▶ _TASK REQUIREMENTS_: Below are the records; give again exactly the lines that run from the one with "Expected: for every instance of the man in" through the last line.

Data extracted from a collection
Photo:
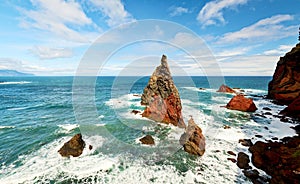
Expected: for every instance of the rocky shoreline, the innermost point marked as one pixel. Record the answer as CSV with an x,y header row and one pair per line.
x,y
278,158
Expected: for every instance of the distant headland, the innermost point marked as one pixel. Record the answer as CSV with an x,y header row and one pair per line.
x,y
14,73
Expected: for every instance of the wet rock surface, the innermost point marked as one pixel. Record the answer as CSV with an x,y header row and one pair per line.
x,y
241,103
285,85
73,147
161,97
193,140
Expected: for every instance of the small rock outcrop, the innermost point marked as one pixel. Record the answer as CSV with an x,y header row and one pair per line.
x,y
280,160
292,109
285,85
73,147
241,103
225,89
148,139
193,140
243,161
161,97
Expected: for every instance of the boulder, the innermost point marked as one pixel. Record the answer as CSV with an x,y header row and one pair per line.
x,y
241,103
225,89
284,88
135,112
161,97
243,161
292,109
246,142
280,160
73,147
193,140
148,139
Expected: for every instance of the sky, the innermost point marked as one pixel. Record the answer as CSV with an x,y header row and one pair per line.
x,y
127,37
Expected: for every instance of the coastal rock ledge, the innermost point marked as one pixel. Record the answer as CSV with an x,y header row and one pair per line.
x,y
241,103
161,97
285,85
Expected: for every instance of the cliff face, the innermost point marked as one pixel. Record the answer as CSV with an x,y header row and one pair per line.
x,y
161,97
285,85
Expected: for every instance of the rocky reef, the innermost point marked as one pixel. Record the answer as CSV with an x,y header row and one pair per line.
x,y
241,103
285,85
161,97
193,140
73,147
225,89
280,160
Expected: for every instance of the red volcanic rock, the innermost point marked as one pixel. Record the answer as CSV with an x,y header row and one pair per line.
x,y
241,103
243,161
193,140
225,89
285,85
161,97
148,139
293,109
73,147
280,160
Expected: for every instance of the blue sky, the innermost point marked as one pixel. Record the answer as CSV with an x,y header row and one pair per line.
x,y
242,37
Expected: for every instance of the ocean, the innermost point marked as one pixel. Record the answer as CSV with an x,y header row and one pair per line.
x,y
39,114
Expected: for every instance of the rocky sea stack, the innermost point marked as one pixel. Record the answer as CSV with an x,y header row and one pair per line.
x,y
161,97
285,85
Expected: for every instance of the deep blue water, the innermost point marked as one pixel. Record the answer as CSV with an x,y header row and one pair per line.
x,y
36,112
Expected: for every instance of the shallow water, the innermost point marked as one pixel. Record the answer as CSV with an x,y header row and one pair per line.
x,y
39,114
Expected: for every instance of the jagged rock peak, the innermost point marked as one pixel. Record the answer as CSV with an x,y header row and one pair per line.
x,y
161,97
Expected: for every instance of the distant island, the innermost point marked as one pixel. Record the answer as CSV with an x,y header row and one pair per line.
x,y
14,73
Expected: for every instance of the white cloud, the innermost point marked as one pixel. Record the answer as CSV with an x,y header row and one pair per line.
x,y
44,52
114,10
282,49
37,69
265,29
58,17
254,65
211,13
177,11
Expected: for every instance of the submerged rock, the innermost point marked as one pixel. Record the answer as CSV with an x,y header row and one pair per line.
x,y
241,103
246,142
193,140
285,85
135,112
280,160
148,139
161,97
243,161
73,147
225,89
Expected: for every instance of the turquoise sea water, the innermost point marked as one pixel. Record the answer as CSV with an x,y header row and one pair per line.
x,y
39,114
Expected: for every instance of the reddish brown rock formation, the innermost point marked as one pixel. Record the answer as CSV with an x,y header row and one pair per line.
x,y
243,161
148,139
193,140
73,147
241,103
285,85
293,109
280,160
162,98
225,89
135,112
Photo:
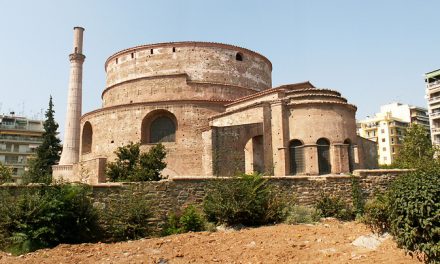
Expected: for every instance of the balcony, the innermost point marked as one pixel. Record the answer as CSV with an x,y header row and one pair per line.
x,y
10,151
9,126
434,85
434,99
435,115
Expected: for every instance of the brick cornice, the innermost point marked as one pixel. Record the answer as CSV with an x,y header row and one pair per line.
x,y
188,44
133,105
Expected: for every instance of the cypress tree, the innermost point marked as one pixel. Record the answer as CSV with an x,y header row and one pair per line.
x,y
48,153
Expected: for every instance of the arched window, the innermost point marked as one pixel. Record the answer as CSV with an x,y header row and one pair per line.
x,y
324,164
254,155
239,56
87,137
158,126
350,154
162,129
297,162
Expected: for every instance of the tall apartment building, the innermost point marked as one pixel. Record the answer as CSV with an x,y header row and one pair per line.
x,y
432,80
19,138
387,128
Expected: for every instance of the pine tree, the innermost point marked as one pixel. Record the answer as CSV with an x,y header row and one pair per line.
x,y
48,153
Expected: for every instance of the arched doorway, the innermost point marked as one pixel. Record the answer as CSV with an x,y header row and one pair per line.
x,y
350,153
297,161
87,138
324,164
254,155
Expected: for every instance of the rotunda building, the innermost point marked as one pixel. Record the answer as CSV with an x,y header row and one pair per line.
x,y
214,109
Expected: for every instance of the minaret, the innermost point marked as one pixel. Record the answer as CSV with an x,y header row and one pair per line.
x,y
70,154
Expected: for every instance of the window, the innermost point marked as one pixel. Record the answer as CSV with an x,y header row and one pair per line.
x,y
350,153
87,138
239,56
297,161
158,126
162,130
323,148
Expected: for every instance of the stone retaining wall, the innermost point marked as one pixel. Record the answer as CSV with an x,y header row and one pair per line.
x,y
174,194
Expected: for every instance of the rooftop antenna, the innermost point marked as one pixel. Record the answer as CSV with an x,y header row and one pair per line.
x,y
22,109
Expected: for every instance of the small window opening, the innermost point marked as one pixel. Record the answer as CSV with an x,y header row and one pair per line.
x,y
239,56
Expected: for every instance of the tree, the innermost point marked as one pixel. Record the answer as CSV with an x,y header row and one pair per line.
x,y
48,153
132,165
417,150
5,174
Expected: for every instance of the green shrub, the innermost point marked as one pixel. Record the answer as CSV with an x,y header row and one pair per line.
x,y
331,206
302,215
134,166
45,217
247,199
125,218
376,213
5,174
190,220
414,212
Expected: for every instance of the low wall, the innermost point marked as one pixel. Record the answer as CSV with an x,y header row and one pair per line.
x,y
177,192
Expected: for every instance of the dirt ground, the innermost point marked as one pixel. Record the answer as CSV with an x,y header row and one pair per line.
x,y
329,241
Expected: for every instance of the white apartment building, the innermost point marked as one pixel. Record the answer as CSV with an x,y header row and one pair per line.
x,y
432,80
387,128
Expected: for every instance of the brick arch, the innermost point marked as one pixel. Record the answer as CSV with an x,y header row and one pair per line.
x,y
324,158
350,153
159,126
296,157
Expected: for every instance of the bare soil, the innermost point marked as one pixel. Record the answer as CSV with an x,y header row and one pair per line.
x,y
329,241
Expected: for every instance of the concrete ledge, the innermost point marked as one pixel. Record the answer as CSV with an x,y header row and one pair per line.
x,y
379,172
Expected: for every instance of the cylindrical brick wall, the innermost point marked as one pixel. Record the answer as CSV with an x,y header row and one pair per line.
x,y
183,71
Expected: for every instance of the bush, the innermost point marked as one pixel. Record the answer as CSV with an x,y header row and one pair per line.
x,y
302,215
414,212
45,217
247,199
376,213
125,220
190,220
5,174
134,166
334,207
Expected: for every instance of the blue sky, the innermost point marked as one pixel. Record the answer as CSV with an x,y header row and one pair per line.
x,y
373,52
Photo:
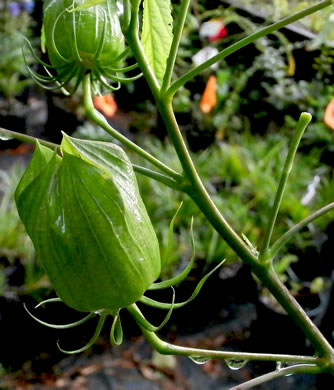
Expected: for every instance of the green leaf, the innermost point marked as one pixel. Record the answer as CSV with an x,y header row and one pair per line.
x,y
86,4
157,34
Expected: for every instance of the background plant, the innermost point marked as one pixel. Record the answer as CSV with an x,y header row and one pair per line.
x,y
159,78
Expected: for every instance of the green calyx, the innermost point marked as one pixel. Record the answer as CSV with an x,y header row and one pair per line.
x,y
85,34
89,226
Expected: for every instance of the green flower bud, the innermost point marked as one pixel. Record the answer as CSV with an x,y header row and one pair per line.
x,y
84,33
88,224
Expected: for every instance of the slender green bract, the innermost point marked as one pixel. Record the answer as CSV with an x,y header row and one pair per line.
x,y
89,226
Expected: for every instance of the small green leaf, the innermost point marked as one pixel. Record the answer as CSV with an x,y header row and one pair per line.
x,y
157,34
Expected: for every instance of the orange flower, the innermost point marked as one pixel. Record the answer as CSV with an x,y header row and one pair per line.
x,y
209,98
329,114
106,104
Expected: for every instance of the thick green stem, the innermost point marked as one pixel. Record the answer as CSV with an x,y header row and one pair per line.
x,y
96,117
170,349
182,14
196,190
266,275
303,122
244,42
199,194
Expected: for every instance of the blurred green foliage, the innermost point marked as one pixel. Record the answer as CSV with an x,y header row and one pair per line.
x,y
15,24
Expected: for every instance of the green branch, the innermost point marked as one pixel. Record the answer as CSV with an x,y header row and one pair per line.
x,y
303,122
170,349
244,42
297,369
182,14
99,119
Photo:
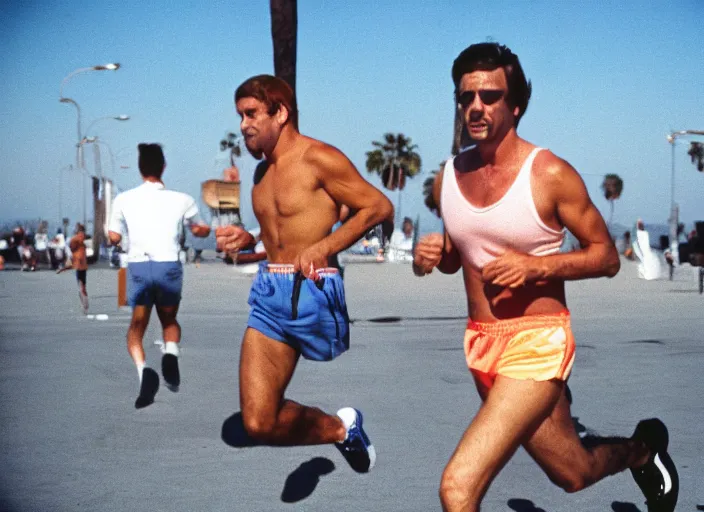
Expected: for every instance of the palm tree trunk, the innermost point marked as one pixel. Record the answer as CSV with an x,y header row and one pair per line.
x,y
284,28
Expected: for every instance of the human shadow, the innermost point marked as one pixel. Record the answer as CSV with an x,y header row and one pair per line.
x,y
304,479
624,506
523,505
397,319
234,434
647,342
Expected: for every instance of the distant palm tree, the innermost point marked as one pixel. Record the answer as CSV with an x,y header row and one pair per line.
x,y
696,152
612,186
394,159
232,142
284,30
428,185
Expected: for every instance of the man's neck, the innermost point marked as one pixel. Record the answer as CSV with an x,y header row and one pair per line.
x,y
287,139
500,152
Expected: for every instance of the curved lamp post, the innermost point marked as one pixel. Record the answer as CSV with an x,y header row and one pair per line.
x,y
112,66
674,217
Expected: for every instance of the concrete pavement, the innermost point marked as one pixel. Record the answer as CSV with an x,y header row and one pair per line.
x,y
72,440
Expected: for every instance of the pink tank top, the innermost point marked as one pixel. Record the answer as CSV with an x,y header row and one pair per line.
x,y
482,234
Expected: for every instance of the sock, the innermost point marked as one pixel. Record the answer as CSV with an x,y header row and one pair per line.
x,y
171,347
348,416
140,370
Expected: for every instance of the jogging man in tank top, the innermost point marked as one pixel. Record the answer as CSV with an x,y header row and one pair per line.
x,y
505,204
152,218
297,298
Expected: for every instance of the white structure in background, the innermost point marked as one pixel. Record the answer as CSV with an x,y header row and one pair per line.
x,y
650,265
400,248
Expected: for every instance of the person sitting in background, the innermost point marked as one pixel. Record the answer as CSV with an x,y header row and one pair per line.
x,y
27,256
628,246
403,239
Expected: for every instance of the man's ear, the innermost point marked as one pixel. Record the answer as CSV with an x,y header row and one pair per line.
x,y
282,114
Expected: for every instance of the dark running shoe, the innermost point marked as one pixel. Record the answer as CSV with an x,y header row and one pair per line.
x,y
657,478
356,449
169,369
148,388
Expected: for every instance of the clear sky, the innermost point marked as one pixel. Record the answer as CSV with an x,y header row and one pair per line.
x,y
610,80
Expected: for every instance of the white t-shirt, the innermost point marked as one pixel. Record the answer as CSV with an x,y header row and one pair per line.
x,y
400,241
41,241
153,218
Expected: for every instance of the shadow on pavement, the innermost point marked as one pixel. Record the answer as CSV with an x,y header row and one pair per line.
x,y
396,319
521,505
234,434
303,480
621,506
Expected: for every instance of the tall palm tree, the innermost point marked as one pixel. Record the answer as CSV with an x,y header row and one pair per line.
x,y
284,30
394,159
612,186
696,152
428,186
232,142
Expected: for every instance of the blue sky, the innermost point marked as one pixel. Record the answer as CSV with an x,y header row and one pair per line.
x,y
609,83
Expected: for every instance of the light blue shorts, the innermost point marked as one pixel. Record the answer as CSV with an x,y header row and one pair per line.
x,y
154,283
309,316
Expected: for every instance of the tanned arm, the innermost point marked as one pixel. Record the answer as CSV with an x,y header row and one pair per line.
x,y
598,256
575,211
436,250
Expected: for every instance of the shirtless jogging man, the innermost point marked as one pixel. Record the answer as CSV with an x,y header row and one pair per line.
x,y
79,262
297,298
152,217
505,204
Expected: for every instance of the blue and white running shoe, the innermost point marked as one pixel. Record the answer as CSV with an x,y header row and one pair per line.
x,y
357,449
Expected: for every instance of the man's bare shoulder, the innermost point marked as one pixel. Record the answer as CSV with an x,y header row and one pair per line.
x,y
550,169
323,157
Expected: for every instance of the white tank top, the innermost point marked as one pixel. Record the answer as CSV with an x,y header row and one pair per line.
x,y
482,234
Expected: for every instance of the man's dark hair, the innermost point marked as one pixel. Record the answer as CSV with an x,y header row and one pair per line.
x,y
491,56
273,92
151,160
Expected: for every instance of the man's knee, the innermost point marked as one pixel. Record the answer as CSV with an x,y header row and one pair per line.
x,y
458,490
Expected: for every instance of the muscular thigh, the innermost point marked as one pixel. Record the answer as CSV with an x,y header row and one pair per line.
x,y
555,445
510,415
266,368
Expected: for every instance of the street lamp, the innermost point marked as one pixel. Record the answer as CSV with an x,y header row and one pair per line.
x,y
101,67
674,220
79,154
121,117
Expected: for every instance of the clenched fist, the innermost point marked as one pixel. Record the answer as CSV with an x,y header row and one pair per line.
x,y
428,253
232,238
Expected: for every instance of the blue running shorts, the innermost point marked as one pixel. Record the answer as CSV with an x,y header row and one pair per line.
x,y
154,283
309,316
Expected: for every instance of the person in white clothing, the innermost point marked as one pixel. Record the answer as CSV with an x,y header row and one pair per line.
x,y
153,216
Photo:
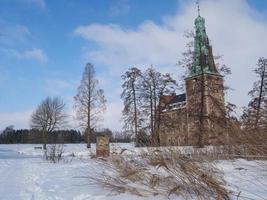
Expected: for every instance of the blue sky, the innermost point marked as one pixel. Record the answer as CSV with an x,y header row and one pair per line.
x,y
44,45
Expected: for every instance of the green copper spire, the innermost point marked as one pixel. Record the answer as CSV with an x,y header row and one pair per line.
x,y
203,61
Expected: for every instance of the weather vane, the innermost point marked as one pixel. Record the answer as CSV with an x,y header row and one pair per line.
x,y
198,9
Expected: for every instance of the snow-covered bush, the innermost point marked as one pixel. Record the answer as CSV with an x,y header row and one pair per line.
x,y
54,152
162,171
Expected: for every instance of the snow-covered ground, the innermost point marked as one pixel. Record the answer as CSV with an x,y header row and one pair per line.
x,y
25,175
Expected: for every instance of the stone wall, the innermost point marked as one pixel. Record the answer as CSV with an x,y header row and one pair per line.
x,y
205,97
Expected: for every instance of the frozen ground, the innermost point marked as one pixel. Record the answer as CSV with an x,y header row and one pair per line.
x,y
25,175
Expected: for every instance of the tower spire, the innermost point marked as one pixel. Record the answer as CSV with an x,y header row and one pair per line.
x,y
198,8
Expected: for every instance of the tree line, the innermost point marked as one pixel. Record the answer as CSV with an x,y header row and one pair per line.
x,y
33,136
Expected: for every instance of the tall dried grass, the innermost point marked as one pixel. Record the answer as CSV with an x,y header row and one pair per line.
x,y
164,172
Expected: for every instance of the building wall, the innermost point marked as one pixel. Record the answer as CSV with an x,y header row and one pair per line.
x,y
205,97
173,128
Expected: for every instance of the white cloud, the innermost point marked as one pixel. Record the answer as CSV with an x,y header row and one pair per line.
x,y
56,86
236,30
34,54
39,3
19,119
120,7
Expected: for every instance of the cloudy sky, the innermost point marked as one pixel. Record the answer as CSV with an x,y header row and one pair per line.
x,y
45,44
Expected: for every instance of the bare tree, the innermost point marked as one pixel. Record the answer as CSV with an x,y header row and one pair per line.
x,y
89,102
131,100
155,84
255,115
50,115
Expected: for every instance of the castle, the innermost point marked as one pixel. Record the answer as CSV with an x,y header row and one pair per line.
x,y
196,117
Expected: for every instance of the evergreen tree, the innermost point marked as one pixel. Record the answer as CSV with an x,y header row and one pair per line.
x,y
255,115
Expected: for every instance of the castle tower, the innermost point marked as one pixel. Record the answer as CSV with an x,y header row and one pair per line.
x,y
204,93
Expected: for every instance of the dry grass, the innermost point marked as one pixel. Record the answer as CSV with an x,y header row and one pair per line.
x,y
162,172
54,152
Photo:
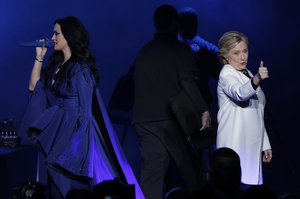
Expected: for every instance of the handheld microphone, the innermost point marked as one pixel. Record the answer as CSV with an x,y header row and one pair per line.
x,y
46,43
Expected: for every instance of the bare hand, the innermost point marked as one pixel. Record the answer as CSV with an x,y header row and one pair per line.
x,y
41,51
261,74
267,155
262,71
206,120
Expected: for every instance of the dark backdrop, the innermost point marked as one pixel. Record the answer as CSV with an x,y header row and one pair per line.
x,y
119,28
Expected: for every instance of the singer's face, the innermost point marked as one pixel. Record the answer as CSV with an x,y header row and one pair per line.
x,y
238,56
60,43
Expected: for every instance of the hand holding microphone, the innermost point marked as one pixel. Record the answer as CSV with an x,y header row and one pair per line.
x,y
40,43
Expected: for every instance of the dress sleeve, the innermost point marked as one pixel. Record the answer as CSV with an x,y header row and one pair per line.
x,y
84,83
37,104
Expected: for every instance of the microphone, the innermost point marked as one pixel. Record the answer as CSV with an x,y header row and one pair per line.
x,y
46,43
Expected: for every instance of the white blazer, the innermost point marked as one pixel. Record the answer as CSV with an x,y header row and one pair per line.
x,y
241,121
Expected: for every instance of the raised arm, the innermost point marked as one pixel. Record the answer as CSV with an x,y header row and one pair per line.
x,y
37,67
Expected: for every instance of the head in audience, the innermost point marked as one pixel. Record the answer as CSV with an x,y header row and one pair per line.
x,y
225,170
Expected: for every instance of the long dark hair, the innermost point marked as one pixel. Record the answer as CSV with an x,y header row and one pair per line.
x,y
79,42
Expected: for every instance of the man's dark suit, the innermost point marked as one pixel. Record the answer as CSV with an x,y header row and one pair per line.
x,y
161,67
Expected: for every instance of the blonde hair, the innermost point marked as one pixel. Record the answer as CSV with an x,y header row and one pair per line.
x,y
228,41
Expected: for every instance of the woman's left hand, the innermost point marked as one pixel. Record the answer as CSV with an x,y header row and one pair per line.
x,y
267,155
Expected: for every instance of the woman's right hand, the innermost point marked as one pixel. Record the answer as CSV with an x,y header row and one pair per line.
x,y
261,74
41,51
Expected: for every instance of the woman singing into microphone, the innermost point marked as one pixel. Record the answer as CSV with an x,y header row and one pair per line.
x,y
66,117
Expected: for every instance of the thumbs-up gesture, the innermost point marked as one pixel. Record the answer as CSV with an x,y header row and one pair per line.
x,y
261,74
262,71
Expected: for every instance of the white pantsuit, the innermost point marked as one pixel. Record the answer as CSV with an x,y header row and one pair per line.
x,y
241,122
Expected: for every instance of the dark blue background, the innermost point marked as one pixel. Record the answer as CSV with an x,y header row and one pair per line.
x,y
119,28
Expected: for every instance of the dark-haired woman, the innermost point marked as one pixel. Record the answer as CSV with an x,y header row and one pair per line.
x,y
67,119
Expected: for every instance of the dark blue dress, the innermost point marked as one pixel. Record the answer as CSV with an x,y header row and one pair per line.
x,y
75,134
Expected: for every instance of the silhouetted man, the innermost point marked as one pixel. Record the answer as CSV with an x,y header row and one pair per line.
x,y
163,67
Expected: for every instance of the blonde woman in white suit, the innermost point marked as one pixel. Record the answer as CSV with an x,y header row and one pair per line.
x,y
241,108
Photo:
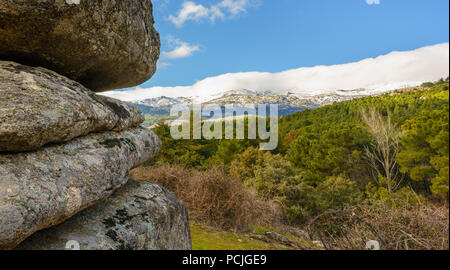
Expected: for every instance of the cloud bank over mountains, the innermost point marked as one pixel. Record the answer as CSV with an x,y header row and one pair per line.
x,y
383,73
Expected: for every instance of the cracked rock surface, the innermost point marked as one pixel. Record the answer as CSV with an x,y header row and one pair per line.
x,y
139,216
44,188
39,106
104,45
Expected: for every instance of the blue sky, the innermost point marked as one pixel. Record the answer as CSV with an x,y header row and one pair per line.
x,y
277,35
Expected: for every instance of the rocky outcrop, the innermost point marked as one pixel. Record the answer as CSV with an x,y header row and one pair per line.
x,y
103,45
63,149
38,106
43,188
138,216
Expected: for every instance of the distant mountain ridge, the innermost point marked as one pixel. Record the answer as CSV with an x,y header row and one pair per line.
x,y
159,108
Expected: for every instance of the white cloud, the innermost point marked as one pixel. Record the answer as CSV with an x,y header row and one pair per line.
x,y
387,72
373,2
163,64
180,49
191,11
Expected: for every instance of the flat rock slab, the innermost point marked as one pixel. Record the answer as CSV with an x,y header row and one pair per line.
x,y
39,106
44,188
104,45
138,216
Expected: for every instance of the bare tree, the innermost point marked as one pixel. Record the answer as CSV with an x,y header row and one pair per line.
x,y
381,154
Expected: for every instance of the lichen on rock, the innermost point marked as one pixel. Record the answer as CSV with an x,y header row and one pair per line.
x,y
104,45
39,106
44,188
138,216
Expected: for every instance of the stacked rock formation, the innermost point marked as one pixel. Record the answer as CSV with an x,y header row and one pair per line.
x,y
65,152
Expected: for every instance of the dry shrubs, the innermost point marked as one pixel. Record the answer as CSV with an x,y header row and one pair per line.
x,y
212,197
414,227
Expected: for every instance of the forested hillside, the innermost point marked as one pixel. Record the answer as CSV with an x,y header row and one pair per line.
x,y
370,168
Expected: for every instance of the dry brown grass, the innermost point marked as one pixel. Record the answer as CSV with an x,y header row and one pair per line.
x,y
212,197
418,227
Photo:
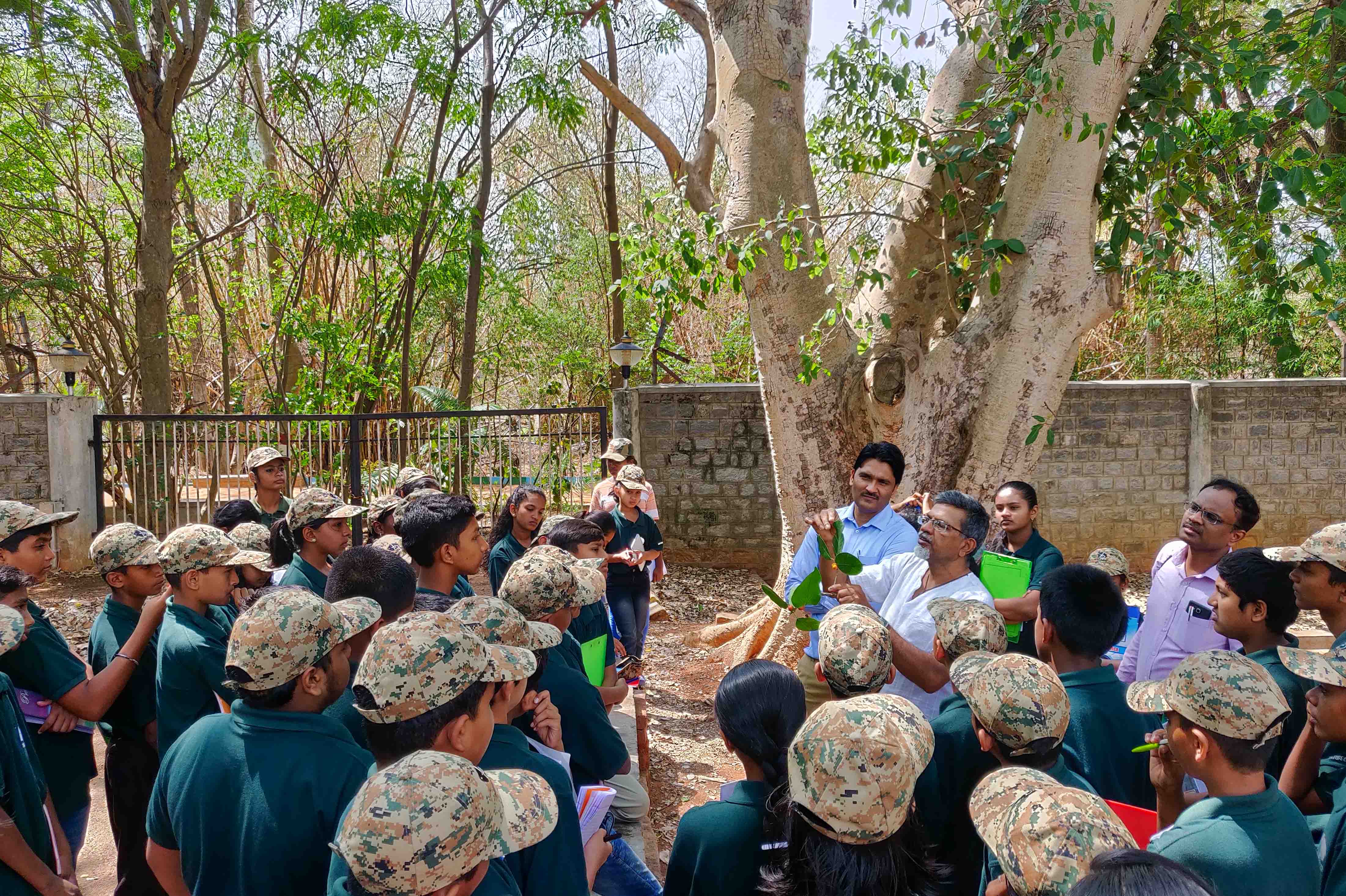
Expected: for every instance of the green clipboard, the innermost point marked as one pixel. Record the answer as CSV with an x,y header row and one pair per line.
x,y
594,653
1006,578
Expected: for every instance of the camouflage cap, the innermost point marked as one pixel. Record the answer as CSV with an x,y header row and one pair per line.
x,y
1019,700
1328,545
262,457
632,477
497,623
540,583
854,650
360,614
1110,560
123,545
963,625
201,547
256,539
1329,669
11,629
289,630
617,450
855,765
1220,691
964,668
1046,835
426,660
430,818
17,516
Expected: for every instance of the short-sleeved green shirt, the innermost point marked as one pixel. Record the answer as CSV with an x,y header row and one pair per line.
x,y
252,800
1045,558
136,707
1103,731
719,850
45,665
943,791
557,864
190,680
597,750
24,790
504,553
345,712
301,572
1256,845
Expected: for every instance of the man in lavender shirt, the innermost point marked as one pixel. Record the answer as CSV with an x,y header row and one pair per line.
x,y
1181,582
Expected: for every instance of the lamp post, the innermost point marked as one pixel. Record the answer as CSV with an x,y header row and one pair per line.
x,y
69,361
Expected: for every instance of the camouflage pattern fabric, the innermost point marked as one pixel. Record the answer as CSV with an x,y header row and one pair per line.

▶ _REPLY_:
Expected: for every instance of the man in lavender shirt, the innermost point marked as one pixel. Record the answer as CSV with an x,y header row and one pair per line.
x,y
1181,582
Expected: for every instance of the lamp post, the innermost point marked as one pixel. Record the answer as CSV with an x,y header row and one pair per line.
x,y
69,361
Expected: for every instance of the camouflage pattern fabric, the innermost point marked as one pixel. Record the answer as CSV with an x,y header row and one pair per line.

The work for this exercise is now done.